[Set task]: Gather every line of the records that contains the word "green".

[Material to process]:
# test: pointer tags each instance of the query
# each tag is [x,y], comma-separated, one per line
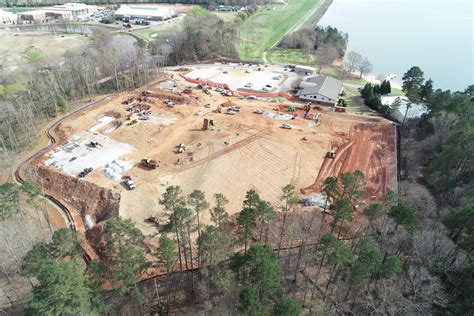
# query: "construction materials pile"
[114,169]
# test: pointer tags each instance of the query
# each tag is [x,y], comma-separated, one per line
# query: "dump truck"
[208,124]
[149,163]
[130,184]
[331,154]
[181,148]
[132,122]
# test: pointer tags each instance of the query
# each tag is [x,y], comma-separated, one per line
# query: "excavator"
[149,163]
[331,154]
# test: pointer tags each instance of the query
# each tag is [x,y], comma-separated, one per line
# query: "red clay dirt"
[363,149]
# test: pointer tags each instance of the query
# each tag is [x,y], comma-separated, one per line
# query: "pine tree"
[167,255]
[246,224]
[289,199]
[219,216]
[123,259]
[62,290]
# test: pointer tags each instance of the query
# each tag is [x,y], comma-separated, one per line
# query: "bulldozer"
[149,163]
[209,125]
[331,154]
[181,148]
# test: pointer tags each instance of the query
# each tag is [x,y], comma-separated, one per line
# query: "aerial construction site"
[117,156]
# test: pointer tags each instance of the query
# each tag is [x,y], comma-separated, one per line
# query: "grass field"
[290,56]
[268,25]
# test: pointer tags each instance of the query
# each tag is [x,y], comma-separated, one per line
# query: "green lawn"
[397,92]
[159,32]
[290,56]
[264,28]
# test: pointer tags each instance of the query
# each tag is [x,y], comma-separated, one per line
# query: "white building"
[74,9]
[321,90]
[414,111]
[147,12]
[304,69]
[7,17]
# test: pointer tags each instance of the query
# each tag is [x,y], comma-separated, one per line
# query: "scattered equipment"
[149,163]
[130,184]
[132,122]
[181,148]
[209,124]
[85,172]
[153,220]
[331,154]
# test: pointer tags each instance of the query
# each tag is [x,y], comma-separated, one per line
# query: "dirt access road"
[245,151]
[295,28]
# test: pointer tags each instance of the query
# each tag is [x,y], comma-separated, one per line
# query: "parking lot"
[257,78]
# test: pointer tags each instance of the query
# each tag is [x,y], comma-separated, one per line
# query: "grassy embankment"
[267,26]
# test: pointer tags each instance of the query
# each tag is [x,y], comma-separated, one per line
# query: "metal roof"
[326,86]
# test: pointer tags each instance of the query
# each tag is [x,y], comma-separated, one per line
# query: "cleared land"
[266,27]
[20,48]
[291,56]
[244,151]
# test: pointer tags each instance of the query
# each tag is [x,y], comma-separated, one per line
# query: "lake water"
[436,35]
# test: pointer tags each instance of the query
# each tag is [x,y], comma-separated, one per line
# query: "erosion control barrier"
[241,93]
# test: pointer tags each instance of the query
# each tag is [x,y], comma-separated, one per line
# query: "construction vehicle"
[181,148]
[152,220]
[130,184]
[209,124]
[93,144]
[149,163]
[331,154]
[132,122]
[169,103]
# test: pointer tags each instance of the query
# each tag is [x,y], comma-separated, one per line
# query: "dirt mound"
[85,197]
[368,148]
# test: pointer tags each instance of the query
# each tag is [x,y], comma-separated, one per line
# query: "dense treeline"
[328,43]
[203,36]
[316,38]
[371,95]
[440,146]
[343,257]
[45,88]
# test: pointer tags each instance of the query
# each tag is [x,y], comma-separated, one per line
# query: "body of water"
[436,35]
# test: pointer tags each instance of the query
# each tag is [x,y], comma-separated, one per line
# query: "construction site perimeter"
[195,141]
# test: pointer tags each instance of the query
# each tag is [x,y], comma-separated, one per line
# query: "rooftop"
[322,85]
[144,10]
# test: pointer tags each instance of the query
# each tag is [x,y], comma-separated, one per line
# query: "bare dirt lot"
[244,151]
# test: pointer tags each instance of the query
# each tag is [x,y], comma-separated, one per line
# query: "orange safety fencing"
[257,94]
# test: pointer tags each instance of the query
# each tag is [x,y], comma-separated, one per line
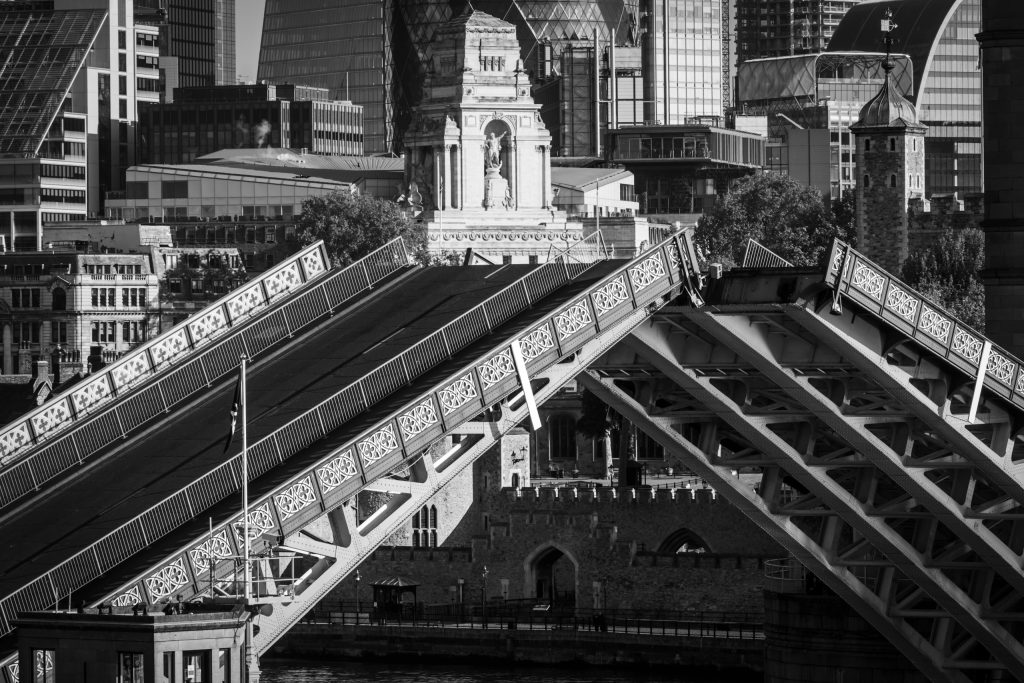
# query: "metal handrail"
[299,433]
[183,379]
[123,376]
[853,274]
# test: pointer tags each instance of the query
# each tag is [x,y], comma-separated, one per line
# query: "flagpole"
[245,478]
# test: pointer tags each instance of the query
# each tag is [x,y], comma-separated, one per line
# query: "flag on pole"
[236,410]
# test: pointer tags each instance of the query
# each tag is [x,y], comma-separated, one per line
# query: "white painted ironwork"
[283,281]
[130,370]
[168,580]
[378,444]
[52,417]
[417,419]
[208,325]
[296,498]
[572,319]
[610,295]
[934,324]
[260,521]
[457,394]
[246,302]
[216,548]
[901,302]
[92,393]
[337,471]
[537,342]
[868,281]
[1000,368]
[497,369]
[647,271]
[967,344]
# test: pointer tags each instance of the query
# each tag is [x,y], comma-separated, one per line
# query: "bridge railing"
[377,450]
[216,354]
[854,275]
[154,356]
[269,452]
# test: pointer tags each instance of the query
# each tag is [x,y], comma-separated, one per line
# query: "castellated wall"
[608,540]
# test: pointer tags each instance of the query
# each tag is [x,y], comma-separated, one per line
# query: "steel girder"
[873,473]
[352,544]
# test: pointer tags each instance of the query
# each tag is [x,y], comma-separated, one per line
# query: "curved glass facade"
[939,36]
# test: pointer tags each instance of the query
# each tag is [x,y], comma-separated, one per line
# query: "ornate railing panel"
[852,274]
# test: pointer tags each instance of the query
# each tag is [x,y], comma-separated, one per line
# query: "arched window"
[59,299]
[561,437]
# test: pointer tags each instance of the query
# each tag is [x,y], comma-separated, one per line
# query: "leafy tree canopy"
[782,214]
[947,272]
[352,225]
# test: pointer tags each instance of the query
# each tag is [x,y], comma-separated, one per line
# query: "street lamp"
[358,578]
[483,594]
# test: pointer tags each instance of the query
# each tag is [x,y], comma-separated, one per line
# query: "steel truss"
[867,471]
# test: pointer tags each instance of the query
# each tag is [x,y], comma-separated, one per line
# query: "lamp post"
[483,595]
[358,578]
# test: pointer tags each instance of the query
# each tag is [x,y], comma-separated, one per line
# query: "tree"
[947,272]
[782,214]
[353,225]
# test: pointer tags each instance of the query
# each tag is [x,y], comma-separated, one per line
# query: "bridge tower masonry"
[890,158]
[1003,100]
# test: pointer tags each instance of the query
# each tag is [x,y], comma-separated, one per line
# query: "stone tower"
[1003,97]
[477,156]
[890,161]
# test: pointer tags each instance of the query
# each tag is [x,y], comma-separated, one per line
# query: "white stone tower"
[477,156]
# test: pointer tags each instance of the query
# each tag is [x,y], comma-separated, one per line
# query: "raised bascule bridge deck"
[886,462]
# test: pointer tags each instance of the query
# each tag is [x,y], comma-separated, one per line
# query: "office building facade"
[379,52]
[201,121]
[784,28]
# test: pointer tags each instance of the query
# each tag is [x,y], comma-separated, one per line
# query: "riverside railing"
[155,355]
[135,536]
[527,615]
[216,353]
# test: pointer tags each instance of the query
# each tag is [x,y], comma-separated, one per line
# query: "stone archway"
[552,573]
[683,541]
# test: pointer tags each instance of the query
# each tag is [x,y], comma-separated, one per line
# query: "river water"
[295,671]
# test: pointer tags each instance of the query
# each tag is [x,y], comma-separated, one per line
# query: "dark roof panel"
[919,27]
[44,52]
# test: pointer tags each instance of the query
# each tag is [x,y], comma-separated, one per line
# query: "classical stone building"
[890,159]
[477,155]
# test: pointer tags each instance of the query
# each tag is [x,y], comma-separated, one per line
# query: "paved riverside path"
[126,481]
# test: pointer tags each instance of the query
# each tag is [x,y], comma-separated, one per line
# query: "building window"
[130,668]
[197,666]
[25,298]
[58,332]
[44,666]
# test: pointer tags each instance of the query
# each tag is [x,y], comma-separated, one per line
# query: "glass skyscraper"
[376,52]
[939,36]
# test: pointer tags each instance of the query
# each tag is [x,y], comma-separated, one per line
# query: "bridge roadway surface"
[189,442]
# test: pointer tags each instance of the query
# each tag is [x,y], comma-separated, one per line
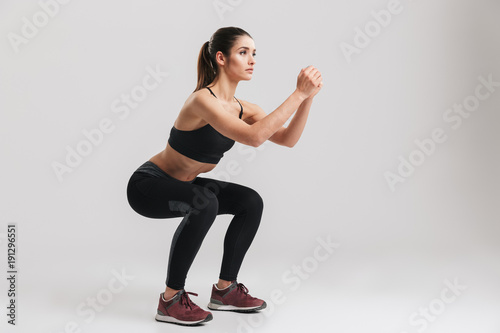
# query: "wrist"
[299,95]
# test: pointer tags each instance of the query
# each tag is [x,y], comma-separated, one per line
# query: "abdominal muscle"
[174,163]
[179,166]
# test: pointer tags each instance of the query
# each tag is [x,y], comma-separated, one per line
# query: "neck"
[224,88]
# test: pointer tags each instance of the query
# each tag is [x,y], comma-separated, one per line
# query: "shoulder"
[200,100]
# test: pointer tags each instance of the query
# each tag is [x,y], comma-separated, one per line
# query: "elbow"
[256,142]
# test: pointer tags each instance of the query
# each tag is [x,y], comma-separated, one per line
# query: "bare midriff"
[179,166]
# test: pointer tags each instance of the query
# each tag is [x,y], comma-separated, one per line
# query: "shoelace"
[185,299]
[242,288]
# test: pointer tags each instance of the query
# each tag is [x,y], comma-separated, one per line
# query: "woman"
[168,185]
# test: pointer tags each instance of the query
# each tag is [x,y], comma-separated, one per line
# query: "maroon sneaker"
[234,298]
[181,310]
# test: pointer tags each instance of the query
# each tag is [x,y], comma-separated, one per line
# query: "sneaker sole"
[172,320]
[220,307]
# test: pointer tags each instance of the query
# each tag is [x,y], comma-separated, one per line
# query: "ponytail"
[206,71]
[222,40]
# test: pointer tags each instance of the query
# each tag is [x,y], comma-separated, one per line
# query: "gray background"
[396,248]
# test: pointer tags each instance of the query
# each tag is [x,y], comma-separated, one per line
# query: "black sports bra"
[204,144]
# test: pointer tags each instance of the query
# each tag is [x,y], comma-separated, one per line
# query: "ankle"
[223,284]
[169,294]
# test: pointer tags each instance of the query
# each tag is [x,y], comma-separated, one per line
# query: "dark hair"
[222,40]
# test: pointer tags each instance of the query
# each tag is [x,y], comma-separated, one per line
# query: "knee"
[253,201]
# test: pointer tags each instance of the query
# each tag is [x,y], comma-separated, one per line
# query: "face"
[242,59]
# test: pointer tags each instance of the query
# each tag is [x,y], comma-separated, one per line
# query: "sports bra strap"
[241,112]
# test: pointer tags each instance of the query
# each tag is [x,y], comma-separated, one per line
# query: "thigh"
[165,198]
[233,198]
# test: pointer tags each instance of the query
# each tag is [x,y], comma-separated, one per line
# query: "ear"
[219,57]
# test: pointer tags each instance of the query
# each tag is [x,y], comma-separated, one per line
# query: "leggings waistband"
[152,169]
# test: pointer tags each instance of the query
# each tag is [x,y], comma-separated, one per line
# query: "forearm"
[294,130]
[267,126]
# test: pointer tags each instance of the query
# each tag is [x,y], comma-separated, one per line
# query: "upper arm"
[210,110]
[257,114]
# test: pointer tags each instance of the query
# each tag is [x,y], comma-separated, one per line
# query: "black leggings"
[153,193]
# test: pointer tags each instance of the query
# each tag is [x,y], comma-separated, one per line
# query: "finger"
[308,69]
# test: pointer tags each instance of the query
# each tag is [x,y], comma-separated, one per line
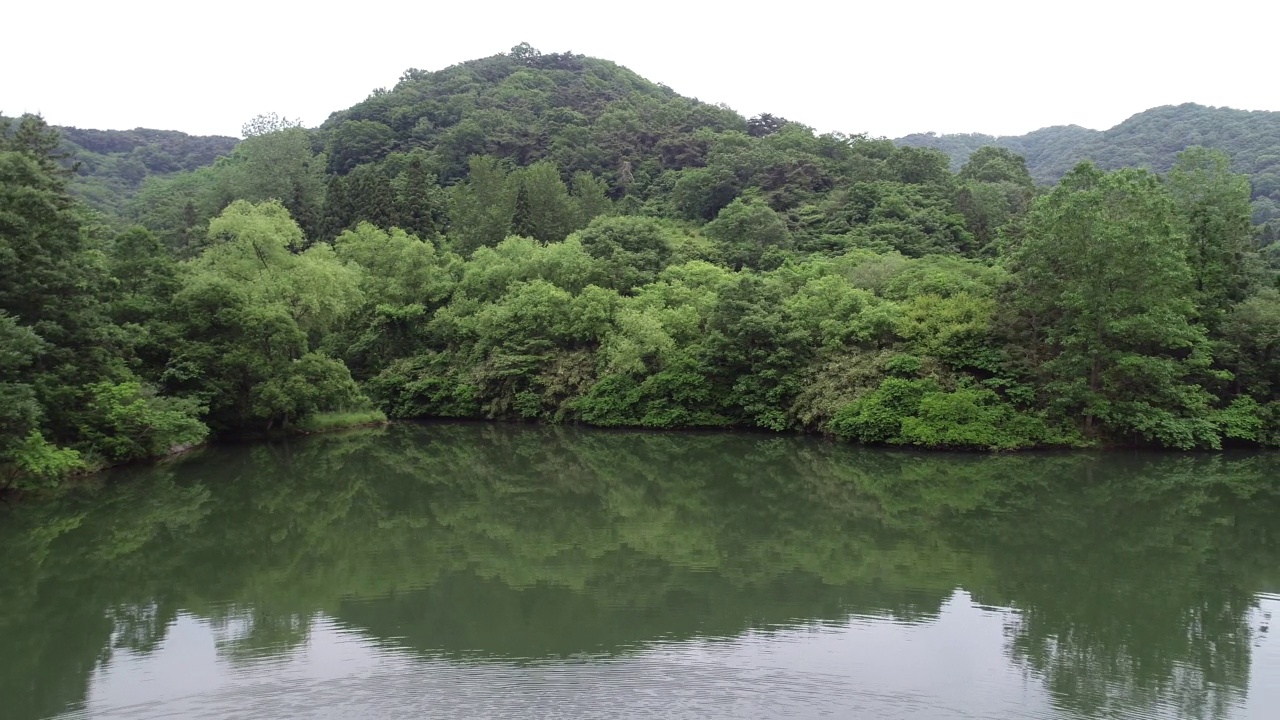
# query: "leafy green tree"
[359,141]
[1214,204]
[634,250]
[544,209]
[481,209]
[1105,287]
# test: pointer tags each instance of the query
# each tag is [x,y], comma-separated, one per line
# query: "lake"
[476,570]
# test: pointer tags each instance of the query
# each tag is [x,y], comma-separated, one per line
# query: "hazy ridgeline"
[554,238]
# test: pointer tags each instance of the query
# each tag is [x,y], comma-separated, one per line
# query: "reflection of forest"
[1133,577]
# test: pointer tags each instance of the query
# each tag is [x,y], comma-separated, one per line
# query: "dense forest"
[549,237]
[1150,140]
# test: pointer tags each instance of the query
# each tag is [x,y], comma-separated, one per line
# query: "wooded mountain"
[1151,140]
[551,237]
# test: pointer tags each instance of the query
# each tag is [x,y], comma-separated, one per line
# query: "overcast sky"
[887,68]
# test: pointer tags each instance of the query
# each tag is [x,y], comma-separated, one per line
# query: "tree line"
[654,261]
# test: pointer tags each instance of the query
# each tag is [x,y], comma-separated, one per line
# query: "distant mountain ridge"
[113,163]
[1151,139]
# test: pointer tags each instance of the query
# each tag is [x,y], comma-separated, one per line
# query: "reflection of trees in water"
[1132,575]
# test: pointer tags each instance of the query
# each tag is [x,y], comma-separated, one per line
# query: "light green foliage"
[254,247]
[549,237]
[632,250]
[131,422]
[544,209]
[481,208]
[1214,205]
[1104,276]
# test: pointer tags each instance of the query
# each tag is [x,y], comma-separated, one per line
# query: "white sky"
[887,68]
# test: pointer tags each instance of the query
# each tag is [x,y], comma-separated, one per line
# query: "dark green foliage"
[1151,139]
[549,237]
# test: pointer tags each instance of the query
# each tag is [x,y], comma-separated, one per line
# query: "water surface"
[520,572]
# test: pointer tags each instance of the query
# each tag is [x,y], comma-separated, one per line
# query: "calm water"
[511,572]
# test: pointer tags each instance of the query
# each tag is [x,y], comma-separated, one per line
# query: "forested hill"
[113,164]
[549,237]
[1151,139]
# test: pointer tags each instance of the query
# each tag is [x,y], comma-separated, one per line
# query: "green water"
[519,572]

[Task response]:
# query: "green lawn"
# query: "leafy green tree"
# query: "light green foliage"
# query: "dark green foliage"
# query: "green water"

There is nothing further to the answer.